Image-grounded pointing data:
◇ ◇ ◇ ◇ ◇ ◇ ◇
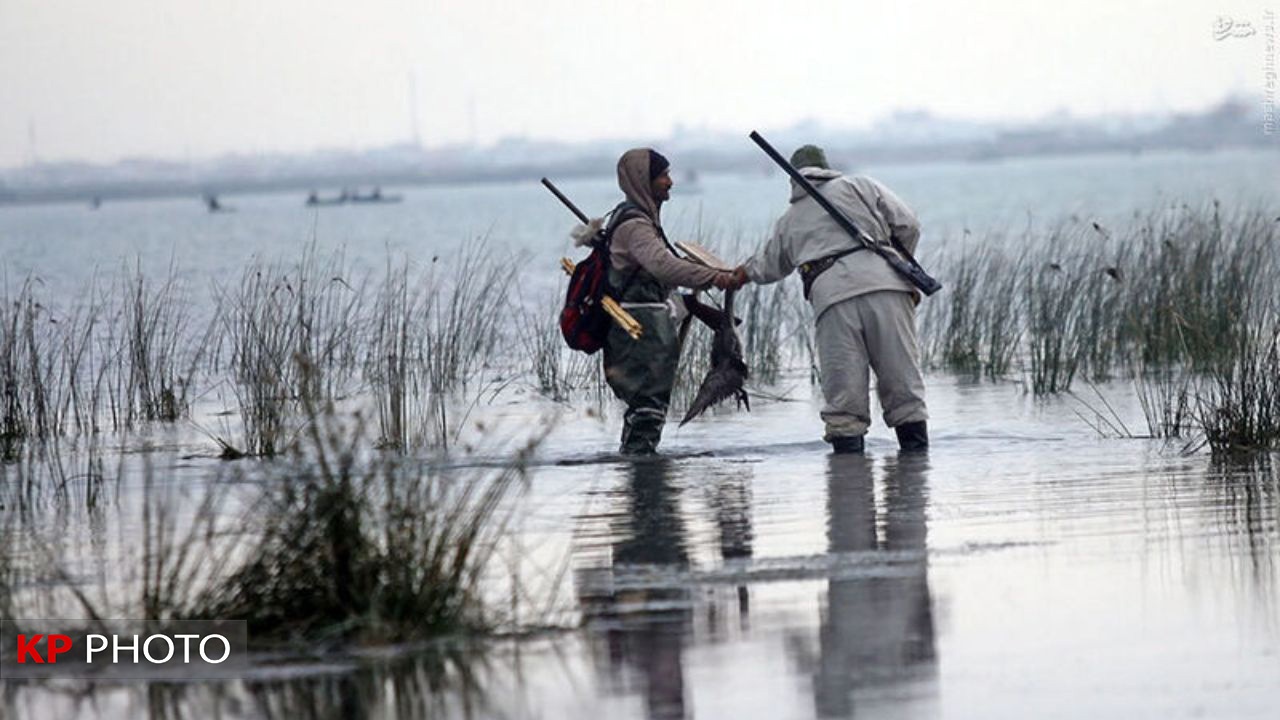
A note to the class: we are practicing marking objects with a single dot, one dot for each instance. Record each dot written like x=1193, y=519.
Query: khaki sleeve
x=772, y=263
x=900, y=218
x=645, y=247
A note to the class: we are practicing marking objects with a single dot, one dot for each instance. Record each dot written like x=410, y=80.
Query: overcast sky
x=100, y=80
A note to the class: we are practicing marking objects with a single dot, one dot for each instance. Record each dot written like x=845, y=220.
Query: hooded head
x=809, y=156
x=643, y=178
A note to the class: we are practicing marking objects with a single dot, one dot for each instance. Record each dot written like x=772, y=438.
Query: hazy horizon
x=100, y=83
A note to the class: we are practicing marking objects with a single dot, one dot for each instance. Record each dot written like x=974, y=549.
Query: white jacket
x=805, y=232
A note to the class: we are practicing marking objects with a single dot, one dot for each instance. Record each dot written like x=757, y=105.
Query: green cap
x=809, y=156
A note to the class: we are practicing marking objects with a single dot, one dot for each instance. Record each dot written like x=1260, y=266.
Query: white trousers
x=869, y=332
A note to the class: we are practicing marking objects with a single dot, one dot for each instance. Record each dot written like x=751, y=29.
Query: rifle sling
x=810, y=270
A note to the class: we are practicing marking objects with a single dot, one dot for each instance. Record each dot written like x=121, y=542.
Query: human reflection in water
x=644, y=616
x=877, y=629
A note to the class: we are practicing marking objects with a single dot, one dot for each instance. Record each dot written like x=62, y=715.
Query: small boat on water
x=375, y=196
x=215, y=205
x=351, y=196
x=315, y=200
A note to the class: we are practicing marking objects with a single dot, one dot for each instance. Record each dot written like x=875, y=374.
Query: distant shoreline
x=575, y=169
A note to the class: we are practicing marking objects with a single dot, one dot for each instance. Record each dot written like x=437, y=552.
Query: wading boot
◇ ◇ ◇ ◇ ◇ ◇ ◇
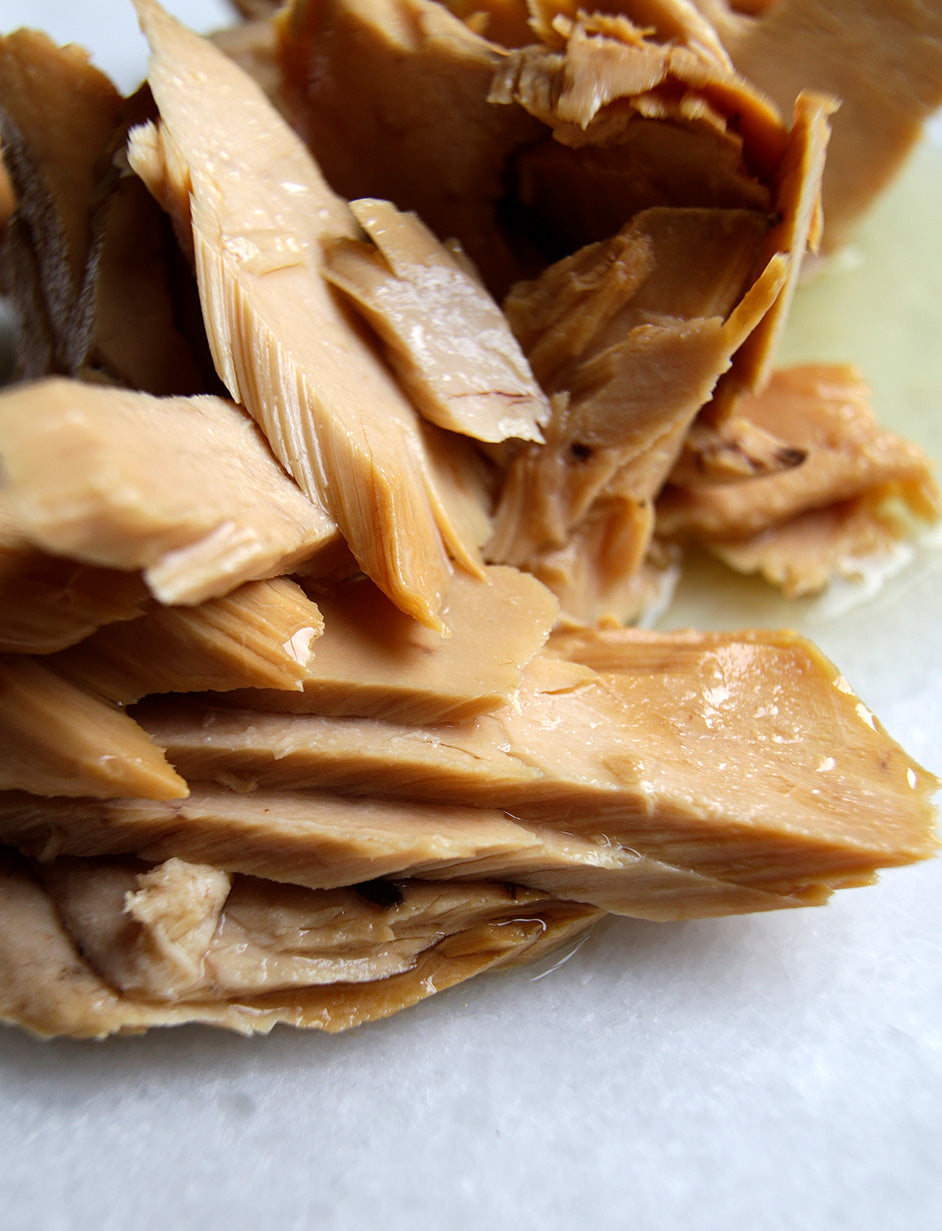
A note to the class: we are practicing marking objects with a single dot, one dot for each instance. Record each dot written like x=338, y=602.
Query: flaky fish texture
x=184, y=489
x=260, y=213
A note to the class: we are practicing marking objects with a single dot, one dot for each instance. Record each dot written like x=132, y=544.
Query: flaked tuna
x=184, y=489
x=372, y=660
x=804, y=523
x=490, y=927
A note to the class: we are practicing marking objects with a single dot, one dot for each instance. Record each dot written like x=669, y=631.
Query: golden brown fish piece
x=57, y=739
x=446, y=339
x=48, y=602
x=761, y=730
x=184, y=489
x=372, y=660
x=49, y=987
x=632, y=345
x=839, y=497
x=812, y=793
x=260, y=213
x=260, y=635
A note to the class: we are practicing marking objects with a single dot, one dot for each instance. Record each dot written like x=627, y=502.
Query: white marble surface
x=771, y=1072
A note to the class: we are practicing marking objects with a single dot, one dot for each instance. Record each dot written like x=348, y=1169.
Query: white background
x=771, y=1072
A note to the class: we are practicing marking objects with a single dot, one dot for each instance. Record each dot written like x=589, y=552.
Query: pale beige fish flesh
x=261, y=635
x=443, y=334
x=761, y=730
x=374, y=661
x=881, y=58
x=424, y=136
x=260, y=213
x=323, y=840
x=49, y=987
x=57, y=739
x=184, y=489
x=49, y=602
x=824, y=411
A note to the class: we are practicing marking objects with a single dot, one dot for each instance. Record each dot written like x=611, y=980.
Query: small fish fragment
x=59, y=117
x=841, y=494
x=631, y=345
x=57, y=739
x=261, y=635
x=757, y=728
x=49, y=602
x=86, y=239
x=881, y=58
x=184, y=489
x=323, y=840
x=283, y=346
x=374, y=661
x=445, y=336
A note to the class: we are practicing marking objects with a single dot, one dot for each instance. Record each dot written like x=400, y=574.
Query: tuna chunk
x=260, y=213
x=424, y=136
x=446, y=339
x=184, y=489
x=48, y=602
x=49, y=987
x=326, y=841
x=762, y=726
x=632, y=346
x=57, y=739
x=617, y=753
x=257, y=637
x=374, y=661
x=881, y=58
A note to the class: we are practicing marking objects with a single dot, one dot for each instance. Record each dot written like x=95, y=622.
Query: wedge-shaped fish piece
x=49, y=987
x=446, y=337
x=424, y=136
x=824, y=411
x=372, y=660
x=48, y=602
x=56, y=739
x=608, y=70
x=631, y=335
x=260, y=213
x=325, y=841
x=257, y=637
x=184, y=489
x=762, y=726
◇ ◇ ◇ ◇ ◇ ◇ ◇
## AIM OF THE EXERCISE
From the line holding "Query: white trousers" to the line holding "Query: wading boot", inclusive, restate each line above exactly as written.

## YOUR SOLUTION
Query: white trousers
x=869, y=332
A note to the class: we are practicing marking objects with a single dot, one dot for each instance. Record each dot written like x=751, y=29.
Query: rifle sling
x=810, y=270
A note to the class: we are practicing marking objects with a single dot, one dot for each instance. Record each dot written like x=121, y=542.
Query: human reflection in water
x=644, y=616
x=877, y=629
A note to the class: we are practicing marking objects with a single dot, one dot for each instance. Record each dot written like x=62, y=715.
Query: small boat on water
x=375, y=196
x=215, y=205
x=351, y=196
x=315, y=200
A note to the class: we are practicing marking objects with a single dot, one dot for each instance. Record each dot written like x=875, y=374.
Query: distant shoreline
x=575, y=169
A note to the class: we are practicing marking objects with a single dot, one dot for each instance. Record each dot written like x=437, y=552.
Query: wading boot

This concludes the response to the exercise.